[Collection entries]

━━━━━━━━━━━━━━━━━━━━

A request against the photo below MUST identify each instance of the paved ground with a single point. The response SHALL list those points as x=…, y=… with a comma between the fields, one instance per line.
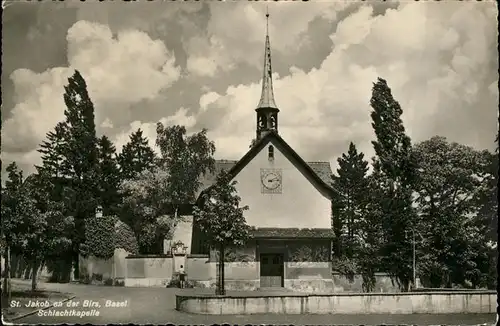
x=157, y=306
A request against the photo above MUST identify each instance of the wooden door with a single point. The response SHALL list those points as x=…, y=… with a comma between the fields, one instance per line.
x=271, y=270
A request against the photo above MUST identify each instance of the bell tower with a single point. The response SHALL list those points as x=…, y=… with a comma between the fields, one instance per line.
x=267, y=111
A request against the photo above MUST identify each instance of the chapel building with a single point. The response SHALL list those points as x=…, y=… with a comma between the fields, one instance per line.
x=289, y=203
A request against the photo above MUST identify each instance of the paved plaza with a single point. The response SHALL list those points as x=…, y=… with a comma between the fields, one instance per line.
x=157, y=306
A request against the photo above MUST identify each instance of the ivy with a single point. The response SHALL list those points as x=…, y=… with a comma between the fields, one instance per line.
x=105, y=234
x=125, y=238
x=99, y=237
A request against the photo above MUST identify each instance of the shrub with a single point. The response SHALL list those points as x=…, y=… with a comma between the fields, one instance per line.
x=125, y=237
x=176, y=283
x=99, y=237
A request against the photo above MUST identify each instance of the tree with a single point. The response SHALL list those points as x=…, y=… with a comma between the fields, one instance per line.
x=145, y=198
x=186, y=158
x=136, y=156
x=57, y=240
x=221, y=218
x=451, y=180
x=24, y=227
x=348, y=206
x=80, y=157
x=109, y=179
x=394, y=171
x=11, y=204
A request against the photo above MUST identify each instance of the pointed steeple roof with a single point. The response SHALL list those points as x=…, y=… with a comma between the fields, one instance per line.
x=267, y=96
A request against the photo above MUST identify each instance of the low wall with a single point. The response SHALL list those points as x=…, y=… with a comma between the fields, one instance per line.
x=368, y=303
x=148, y=271
x=383, y=283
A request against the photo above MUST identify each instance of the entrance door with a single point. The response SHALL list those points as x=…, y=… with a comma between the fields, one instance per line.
x=271, y=270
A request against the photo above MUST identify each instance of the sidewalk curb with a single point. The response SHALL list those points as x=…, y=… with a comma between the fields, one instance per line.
x=35, y=311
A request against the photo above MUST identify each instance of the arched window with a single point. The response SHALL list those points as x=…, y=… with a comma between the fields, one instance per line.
x=271, y=152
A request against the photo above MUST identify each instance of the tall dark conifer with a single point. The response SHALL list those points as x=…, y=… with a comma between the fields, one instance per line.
x=394, y=170
x=109, y=179
x=348, y=207
x=80, y=157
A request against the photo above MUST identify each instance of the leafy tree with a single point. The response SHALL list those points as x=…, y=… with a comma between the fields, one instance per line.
x=394, y=170
x=23, y=226
x=454, y=238
x=11, y=206
x=186, y=158
x=136, y=156
x=349, y=203
x=221, y=218
x=146, y=198
x=109, y=179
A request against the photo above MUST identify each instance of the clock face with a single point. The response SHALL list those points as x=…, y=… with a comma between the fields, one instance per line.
x=271, y=180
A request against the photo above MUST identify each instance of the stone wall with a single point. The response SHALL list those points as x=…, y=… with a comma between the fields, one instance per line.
x=98, y=269
x=383, y=284
x=150, y=270
x=352, y=304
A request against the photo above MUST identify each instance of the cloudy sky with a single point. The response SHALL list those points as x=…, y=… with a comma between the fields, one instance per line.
x=199, y=64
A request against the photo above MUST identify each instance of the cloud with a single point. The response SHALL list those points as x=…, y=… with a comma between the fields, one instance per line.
x=440, y=64
x=235, y=32
x=181, y=117
x=119, y=72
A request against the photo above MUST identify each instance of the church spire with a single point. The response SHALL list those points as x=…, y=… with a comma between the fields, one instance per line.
x=267, y=111
x=267, y=96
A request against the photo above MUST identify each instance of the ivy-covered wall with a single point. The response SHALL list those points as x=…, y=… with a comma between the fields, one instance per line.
x=105, y=234
x=309, y=251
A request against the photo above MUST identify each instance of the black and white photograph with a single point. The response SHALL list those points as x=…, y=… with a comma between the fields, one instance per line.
x=249, y=162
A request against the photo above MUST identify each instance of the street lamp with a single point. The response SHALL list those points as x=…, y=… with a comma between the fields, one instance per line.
x=414, y=261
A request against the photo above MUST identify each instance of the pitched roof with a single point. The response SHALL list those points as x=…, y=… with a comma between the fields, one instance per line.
x=318, y=172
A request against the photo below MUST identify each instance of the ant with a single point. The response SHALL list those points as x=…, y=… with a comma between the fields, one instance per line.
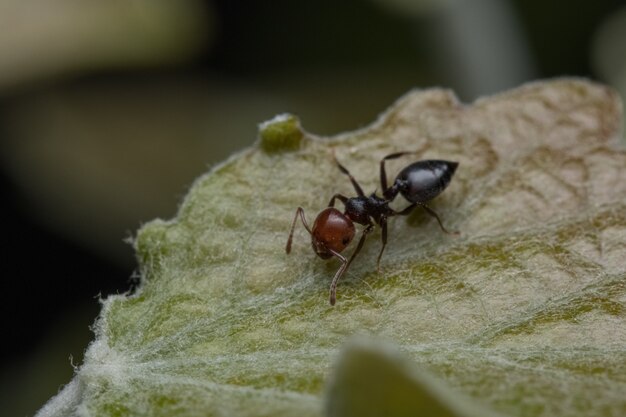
x=333, y=231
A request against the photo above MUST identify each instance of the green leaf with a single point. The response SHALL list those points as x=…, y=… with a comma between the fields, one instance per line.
x=525, y=312
x=374, y=379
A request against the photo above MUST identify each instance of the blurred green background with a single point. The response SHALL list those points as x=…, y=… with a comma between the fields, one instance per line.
x=109, y=110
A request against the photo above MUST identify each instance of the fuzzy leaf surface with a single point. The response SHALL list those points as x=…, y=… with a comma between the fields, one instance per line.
x=524, y=312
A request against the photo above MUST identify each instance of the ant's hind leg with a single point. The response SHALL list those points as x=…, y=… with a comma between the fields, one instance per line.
x=436, y=216
x=383, y=172
x=299, y=212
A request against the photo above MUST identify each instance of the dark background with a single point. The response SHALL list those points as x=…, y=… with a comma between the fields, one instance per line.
x=91, y=147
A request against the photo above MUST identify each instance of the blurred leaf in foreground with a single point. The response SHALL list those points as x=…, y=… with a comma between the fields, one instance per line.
x=525, y=312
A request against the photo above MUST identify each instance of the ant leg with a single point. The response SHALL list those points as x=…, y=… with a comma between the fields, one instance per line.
x=383, y=226
x=346, y=264
x=405, y=211
x=436, y=216
x=355, y=184
x=299, y=212
x=340, y=197
x=383, y=172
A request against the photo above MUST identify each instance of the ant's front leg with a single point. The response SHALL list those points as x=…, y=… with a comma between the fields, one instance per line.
x=340, y=197
x=383, y=234
x=346, y=264
x=299, y=212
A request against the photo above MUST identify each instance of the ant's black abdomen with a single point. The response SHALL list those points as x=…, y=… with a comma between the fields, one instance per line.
x=422, y=181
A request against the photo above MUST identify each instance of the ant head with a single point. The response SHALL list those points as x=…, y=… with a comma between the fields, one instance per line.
x=332, y=232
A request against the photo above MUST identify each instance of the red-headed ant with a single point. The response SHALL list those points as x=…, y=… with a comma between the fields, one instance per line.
x=333, y=231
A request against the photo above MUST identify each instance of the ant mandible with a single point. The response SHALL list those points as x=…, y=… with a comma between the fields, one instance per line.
x=333, y=231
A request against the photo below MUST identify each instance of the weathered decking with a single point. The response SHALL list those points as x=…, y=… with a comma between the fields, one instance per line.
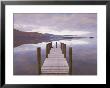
x=55, y=63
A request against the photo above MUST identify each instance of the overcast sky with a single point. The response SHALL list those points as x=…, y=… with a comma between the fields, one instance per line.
x=57, y=23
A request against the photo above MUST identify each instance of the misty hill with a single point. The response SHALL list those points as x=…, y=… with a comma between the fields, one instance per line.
x=32, y=37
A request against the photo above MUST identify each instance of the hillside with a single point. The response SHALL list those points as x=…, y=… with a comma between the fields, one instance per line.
x=32, y=37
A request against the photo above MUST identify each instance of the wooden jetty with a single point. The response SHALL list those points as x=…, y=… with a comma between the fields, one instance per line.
x=55, y=62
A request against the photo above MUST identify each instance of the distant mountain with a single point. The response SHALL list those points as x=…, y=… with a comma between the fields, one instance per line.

━━━━━━━━━━━━━━━━━━━━

**Objective:** Express every line of the entries above as a JSON list of strings, one string per line, skipping blank lines. Leave the pictures out.

**Worked answer:**
[
  "A request against the photo below MUST identify each instance of the paved ground with a single point. The response SHALL list those points as x=…, y=… with a comma between the fields, one instance per line.",
  "x=157, y=306",
  "A request against the photo above MUST identify each instance of the wooden door with a single point. The response SHALL list those points as x=…, y=… with a comma between the fields, one instance per line.",
  "x=271, y=270",
  "A request against the photo above MUST identify each instance of the bell tower with a single point. The response SHALL list those points as x=…, y=… with a comma between the fields, one instance per line.",
  "x=267, y=111",
  "A request against the photo above MUST identify each instance of the chapel building with a single point. The response SHALL list those points as x=…, y=… with a comma between the fields, one instance per line.",
  "x=289, y=203",
  "A request against the photo above MUST identify each instance of the paved plaza with a single point. The response SHALL list those points as x=…, y=… with a comma between the fields, one instance per line.",
  "x=157, y=306",
  "A request against the photo above MUST identify each instance of the ivy with a single point. The response SHALL list those points as x=…, y=… with a comma between the fields, one instance per line.",
  "x=105, y=234",
  "x=125, y=238",
  "x=99, y=237",
  "A request against the photo above MUST identify each instance of the shrub with a single point. The response SHALL list those points as x=…, y=… with a comma between the fields, one instance per line.",
  "x=125, y=237",
  "x=176, y=283",
  "x=99, y=237",
  "A request against the photo above MUST identify each instance of the tree with a single point. The response SHALL list those points as x=…, y=… with a comma between the fields, one instance per line.",
  "x=145, y=198",
  "x=186, y=158",
  "x=136, y=156",
  "x=57, y=240",
  "x=221, y=218",
  "x=451, y=180",
  "x=24, y=227",
  "x=348, y=206",
  "x=80, y=157",
  "x=109, y=179",
  "x=394, y=171",
  "x=11, y=204",
  "A request against the photo above MUST identify each instance of the pointed steeple roof with a single point. The response SHALL list those points as x=…, y=… with a comma between the fields, one instance per line.",
  "x=267, y=96",
  "A request against the photo above MUST identify each instance of the low wall with a single point. The response SHALL list those points as x=…, y=… with a comma between the fields, one instance per line.",
  "x=368, y=303",
  "x=148, y=271",
  "x=383, y=283",
  "A request against the photo above MUST identify each instance of the entrance door with a single point. The response SHALL list those points as x=…, y=… with a comma between the fields, one instance per line.",
  "x=271, y=270",
  "A request against the photo above MUST identify each instance of the sidewalk curb with a single point. The response SHALL list those points as x=…, y=… with a comma between the fields, one instance per line.",
  "x=35, y=311",
  "A request against the photo above MUST identify each instance of the arched window with a single point. The response SHALL list those points as x=…, y=… with a comma between the fields, one instance per line.",
  "x=271, y=152",
  "A request against the photo above MUST identify each instance of the tall dark conifer with a single point. The response SHALL list those points as x=…, y=… with a comma between the fields, one instance per line.",
  "x=394, y=170",
  "x=109, y=179",
  "x=348, y=207",
  "x=80, y=157",
  "A request against the photo above MUST identify each instance of the leafy tree with a single point. The response SHALL list those points as x=…, y=… with a comma between the fields, one instance per line.",
  "x=394, y=170",
  "x=23, y=226",
  "x=454, y=238",
  "x=11, y=206",
  "x=186, y=158",
  "x=136, y=156",
  "x=349, y=203",
  "x=221, y=218",
  "x=146, y=198",
  "x=109, y=179",
  "A request against the photo above MUST identify each instance of the clock face with a single point. The response SHALL list those points as x=…, y=… with a comma between the fields, one instance per line.",
  "x=271, y=180",
  "A request against the photo above MUST identify each instance of the stone wall with a single point. The response SHALL list those points as x=…, y=… with a comma between the fields, one instance per line.",
  "x=98, y=269",
  "x=383, y=284",
  "x=150, y=270",
  "x=352, y=304",
  "A request against the photo above MUST identify each instance of the cloudy sky with a single point. The response SHALL list those points as x=…, y=… with a comma between the fields, one instance per line.",
  "x=199, y=64",
  "A request against the photo above MUST identify each instance of the cloud with a single point. The response SHALL list those points as x=…, y=… with a comma between the fields, one instance per line.",
  "x=440, y=64",
  "x=235, y=32",
  "x=181, y=117",
  "x=119, y=72",
  "A request against the photo above MUST identify each instance of the church spire with a single point. The response SHALL list those points as x=…, y=… with a comma between the fields, one instance per line.",
  "x=267, y=111",
  "x=267, y=96",
  "A request against the photo above MUST identify each instance of the ivy-covered wall with a single point. The response SHALL list those points as x=…, y=… with a comma between the fields, one instance per line.",
  "x=105, y=234",
  "x=309, y=251",
  "A request against the photo above MUST identify each instance of the black and white photograph with a single point. The response SHALL list those points as x=…, y=… with a comma between the fields, one instance per line.",
  "x=249, y=162",
  "A request against the photo above MUST identify each instance of the street lamp with a single point. The response SHALL list those points as x=…, y=… with a comma between the fields, one instance per line.",
  "x=414, y=261",
  "A request against the photo above MUST identify each instance of the pitched roof with a single point. The response SHALL list those points as x=…, y=… with a comma between the fields, one instance per line.",
  "x=318, y=172",
  "A request against the photo below MUST identify each instance of the ant with a single point. The response SHALL list those points as x=…, y=… with a comma between the fields, one instance per line.",
  "x=333, y=231",
  "A request against the photo above MUST identify each instance of the green leaf with a single point. The response SHALL list those points as x=…, y=… with a comma between the fields, one instance per line.",
  "x=525, y=312",
  "x=374, y=379",
  "A request against the photo above MUST identify each instance of the blurred green background with a single point. The response SHALL list those points as x=…, y=… with a comma between the fields, one instance per line.",
  "x=109, y=110",
  "A request against the photo above MUST identify each instance of the fuzzy leaf surface with a single point. The response SHALL list those points as x=…, y=… with a comma between the fields, one instance per line.",
  "x=524, y=312",
  "A request against the photo above MUST identify each instance of the ant's hind leg with a single point. The response SHALL list those points as x=…, y=… with a comma between the fields, one instance per line.",
  "x=436, y=216",
  "x=383, y=172",
  "x=299, y=212",
  "A request against the photo above MUST identify each instance of the dark background with a single point. The response SHALL list those points as x=…, y=… with a comma between the fields, one instance per line.",
  "x=91, y=147",
  "A request against the photo above MUST identify each instance of the blurred leaf in foreground with a single point. The response SHALL list those points as x=…, y=… with a comma between the fields, one instance per line.",
  "x=525, y=312",
  "A request against the photo above MUST identify each instance of the ant leg with a single point. The response SHALL list those points as x=…, y=… with a comma between the fields, one instance per line.",
  "x=383, y=226",
  "x=346, y=264",
  "x=405, y=211",
  "x=436, y=216",
  "x=355, y=184",
  "x=299, y=212",
  "x=340, y=197",
  "x=383, y=172",
  "A request against the photo above MUST identify each instance of the ant's front leg with a single point. The response SHALL list those points as x=…, y=… with a comma between the fields, one instance per line.",
  "x=340, y=197",
  "x=383, y=234",
  "x=346, y=264",
  "x=299, y=212",
  "A request against the photo above MUST identify each instance of the ant's black abdomen with a single point. The response SHALL list those points as x=…, y=… with a comma between the fields, one instance per line.",
  "x=422, y=181",
  "A request against the photo above MUST identify each instance of the ant head with a single point. The response SHALL list those points as x=…, y=… with a comma between the fields, one instance per line.",
  "x=332, y=232",
  "A request against the photo above MUST identify each instance of the red-headed ant with a single point. The response SHALL list those points as x=…, y=… with a comma between the fields, one instance per line.",
  "x=333, y=231",
  "A request against the photo above MUST identify each instance of the ant mandible with a single point. The response SHALL list those points as x=…, y=… with a comma between the fields, one instance per line.",
  "x=333, y=231",
  "A request against the photo below MUST identify each instance of the weathered decking with a single point. The response SHALL list those points as x=…, y=… with a comma between the fields, one instance per line.",
  "x=55, y=63",
  "A request against the photo above MUST identify each instance of the overcast sky with a single point. The response SHALL list those points as x=…, y=… with a comma between the fields, one instance per line.",
  "x=57, y=23",
  "A request against the photo above MUST identify each instance of the misty hill with a single point. The response SHALL list those points as x=…, y=… with a comma between the fields, one instance per line.",
  "x=32, y=37",
  "A request against the photo above MUST identify each instance of the hillside with a single point. The response SHALL list those points as x=…, y=… with a comma between the fields, one instance per line.",
  "x=32, y=37",
  "A request against the photo above MUST identify each instance of the wooden jetty with a single point. The response SHALL list those points as x=…, y=… with a comma between the fields, one instance per line.",
  "x=55, y=62",
  "A request against the photo above MUST identify each instance of the distant mountain with a single point. The response SHALL list those points as x=…, y=… with a comma between the fields, one instance per line."
]